__WHAT TO DO__
Each line below should be quoted exactly, please.

>> start

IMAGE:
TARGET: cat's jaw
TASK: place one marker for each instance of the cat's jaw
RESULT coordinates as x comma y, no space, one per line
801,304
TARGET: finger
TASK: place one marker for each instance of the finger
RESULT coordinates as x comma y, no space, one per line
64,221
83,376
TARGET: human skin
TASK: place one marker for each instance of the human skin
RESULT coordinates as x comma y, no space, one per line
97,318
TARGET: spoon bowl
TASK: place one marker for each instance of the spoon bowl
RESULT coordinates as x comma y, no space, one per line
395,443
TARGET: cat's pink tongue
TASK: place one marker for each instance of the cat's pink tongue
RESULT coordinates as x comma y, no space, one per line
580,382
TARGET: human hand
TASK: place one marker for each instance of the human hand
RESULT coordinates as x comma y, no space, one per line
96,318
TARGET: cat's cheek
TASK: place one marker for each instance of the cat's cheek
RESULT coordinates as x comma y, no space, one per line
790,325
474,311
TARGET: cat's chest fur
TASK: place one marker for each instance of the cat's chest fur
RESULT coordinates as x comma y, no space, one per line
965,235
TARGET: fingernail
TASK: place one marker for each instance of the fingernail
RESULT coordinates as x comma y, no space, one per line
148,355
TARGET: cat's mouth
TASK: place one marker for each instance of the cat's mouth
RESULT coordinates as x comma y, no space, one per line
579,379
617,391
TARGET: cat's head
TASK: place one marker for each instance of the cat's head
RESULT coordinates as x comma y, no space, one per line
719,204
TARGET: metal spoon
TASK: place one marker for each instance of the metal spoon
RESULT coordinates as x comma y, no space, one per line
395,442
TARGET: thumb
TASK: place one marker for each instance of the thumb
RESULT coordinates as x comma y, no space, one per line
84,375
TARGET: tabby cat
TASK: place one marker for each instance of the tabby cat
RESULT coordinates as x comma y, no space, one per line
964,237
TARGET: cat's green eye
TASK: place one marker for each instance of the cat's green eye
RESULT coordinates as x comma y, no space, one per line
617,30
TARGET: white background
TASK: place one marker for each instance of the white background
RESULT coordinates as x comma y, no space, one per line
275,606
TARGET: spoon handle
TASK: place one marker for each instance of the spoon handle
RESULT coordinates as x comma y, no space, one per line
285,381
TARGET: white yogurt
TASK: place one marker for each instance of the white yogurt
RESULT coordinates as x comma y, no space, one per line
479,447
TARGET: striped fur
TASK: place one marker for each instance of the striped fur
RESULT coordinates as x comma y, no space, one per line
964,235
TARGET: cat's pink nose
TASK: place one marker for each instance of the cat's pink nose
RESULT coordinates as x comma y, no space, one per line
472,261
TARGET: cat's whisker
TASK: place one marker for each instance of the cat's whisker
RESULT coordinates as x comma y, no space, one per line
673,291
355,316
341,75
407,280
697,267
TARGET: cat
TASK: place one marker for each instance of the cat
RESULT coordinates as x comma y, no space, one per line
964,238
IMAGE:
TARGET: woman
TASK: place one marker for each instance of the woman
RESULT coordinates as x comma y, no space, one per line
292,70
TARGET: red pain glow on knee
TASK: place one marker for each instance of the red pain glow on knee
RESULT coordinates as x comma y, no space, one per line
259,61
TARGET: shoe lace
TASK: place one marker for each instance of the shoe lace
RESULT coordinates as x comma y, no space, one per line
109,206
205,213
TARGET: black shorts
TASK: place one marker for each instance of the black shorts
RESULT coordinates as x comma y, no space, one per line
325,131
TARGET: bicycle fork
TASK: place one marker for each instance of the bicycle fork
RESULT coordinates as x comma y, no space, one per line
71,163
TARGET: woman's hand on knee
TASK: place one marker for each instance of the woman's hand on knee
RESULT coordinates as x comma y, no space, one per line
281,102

>> end

__FULL ANSWER__
IMAGE:
TARGET: cat's jaw
TASK: place one marker for each instance of the cat's jaw
RESULT coordinates as x comma y, no space, one per line
801,304
TARGET: finger
TASK: place one marker for each instance of the finger
RESULT coordinates as x comma y, no space, one per line
64,221
83,376
TARGET: human skin
TASK: place one marker for each instance of the human skin
RESULT coordinates as x comma y, no space, one per line
97,318
TARGET: spoon bowl
TASK: place one marker for each instance of the spoon bowl
RESULT coordinates as x comma y, no space, one per line
395,443
TARGET: cat's pink tongue
TASK: place one marker for each instance of the cat's pink tongue
RESULT coordinates as x comma y, no space, one per line
580,382
TARGET: human hand
TASK: place one marker for each instance of the human hand
RESULT coordinates as x comma y, no space, one per line
96,318
TARGET: cat's cheek
TASK: place one marker for each instance of the cat's cheek
RESULT coordinates as x comma y, no space, one per line
790,325
474,311
TARGET: cat's chest fur
TASK: place one marker for each instance of the cat's chest fur
RESULT coordinates as x comma y, no space, one per line
965,235
TARGET: fingernail
TASK: place one marker for each instance of the fingernail
RESULT coordinates as x comma y, no space, one per line
148,355
TARGET: cat's mouth
TASK: place one marker for each instance of the cat's mouth
RESULT coordinates as x comma y, no space, one per line
579,379
617,391
TARGET: cat's head
TASK: place one marker for each instance of the cat's head
RESULT coordinates as x comma y, no space, one per line
719,204
TARGET: metal spoon
TASK: place one marker for each instance of the metal spoon
RESULT coordinates as x comma y, no space, one per line
395,442
TARGET: thumb
TASK: place one marker for each instance of the thumb
RESULT coordinates as x comma y, no space, one per line
84,375
TARGET: tabby cat
TASK: place one marker for each instance of the tabby cat
RESULT coordinates as x comma y, no space, one per line
964,237
TARGET: cat's green eye
TASK: place one marker for each instance of the cat's green eye
RESULT coordinates as x comma y, no space, one per line
617,30
TARGET: white background
TASK: place one marker for each instance of the white background
RESULT coordinates as x comma y, no space, one per line
275,606
TARGET: spoon handle
TASK: place one marker for each instance of the spoon handle
RESULT coordinates as x comma y, no space, one per line
285,381
TARGET: white yogurt
TASK: place one marker for each instance of the white yogurt
RESULT coordinates as x comma y, no space, one per line
479,447
TARGET: striped fur
TASK: place one marker for each instance of the striped fur
RESULT coordinates as x comma y, no space, one per line
964,235
TARGET: cat's pink nose
TASK: place one marker for each instance of the cat's pink nose
RESULT coordinates as x comma y, no space, one per line
472,261
TARGET: cat's whisker
TASK: place one marker for each instance of the cat's whisker
RESULT coordinates as x comma y, no space, one per line
673,291
355,316
341,75
407,280
697,267
TARGET: cat
TASK: place one marker for each instance of the cat
RESULT coordinates as x comma y, no space, one per line
964,238
IMAGE:
TARGET: woman
TASK: place one marker for each instance of the woman
RESULT coordinates as x comma y, no space, one per line
292,70
TARGET: red pain glow on knee
TASK: place one marker for each instance of the red pain glow on knee
RESULT coordinates as x comma y, no space, one per line
259,61
TARGET: shoe lace
TASK: place one marker for each instance of the shoe lace
RESULT coordinates as x comma y, no space, one per line
109,206
205,213
TARGET: black shorts
TASK: place one marker for each instance of the black shorts
RESULT coordinates as x comma y, no space, one per line
325,131
TARGET: bicycle fork
TASK: place one marker for each instance of the bicycle fork
RESULT coordinates as x comma y, no space, one per line
71,163
TARGET: woman's hand on knee
TASK: place one marker for each instance of the woman's hand on knee
RESULT coordinates as x comma y, no space, one per line
281,102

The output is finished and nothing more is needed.